══ Text passage ══
# lauralee



## eric (Jul 8, 1999)

You still reading the bb and doing okay?


----------



## Lauralee (Jan 4, 2002)

Hi, Eric! Yes, I do pop in from time to time but not very often any more. I have been getting terrible head and neck aches and I finally put two and two together and got four.







Just kidding...actually I figured out my head and neck are much worse after I have been on the computer. I have to hold my head funny and sit real close to read the screen. I think I have eyestrain and need computer glasses! I am too young for this!
═══
Set tasks:
1 – Repeat a section of the forum thread verbatim, starting at the words "Hi, Eric! Yes, I" and ending after "and got four.".
2 – In the forum thread, what does Lauralee think is needed after noticing that the head and neck aches get worse after time on the computer?
The items that follow the forum thread are separate material.
══ Information shown ══
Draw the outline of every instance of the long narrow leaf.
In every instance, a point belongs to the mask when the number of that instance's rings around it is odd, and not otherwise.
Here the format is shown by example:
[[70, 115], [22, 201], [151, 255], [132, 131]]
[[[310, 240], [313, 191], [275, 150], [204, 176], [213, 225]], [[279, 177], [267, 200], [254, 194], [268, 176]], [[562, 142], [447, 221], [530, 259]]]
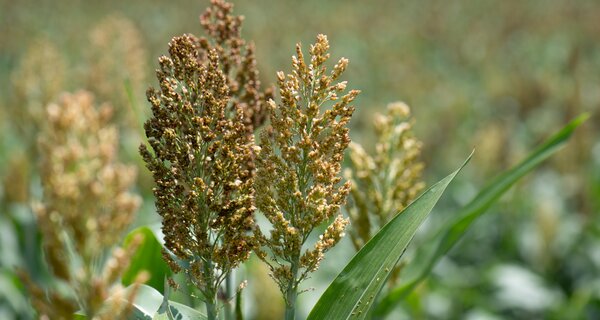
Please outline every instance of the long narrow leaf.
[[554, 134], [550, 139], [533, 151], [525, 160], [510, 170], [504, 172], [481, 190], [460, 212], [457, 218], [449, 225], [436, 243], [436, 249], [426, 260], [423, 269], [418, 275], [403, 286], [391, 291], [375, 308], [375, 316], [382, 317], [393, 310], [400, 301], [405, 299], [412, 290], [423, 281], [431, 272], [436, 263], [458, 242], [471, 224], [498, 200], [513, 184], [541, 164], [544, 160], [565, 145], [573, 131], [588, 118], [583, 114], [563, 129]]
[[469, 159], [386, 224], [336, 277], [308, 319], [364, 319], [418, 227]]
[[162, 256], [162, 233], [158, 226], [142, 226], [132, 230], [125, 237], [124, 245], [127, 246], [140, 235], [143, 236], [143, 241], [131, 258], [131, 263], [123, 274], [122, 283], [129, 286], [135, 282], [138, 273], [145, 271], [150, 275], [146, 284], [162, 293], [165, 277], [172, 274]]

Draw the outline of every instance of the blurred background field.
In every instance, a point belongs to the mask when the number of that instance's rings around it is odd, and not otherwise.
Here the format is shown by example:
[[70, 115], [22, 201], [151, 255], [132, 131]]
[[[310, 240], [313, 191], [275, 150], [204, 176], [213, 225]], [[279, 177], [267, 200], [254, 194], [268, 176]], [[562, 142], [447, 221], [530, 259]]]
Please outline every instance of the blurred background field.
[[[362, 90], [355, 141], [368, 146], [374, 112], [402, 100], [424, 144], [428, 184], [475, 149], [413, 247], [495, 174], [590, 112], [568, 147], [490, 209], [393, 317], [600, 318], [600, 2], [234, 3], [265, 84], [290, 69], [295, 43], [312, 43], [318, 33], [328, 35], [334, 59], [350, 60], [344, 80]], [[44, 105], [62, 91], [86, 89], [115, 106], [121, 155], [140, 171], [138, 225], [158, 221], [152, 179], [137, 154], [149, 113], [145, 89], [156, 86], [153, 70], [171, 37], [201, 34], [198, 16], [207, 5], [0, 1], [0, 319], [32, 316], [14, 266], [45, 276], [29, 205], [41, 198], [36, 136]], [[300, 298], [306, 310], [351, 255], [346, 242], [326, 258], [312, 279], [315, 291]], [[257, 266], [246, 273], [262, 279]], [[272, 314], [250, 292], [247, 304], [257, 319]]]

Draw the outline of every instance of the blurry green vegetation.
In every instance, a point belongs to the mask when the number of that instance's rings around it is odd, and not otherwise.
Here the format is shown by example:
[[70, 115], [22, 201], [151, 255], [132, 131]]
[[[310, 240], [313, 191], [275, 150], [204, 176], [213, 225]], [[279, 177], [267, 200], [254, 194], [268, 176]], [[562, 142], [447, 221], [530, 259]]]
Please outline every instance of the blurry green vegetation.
═══
Task-by-task answers:
1 –
Hi, Eric! Yes, I do pop in from time to time but not very often any more. I have been getting terrible head and neck aches and I finally put two and two together and got four.

2 – Computer glasses, because of suspected eyestrain.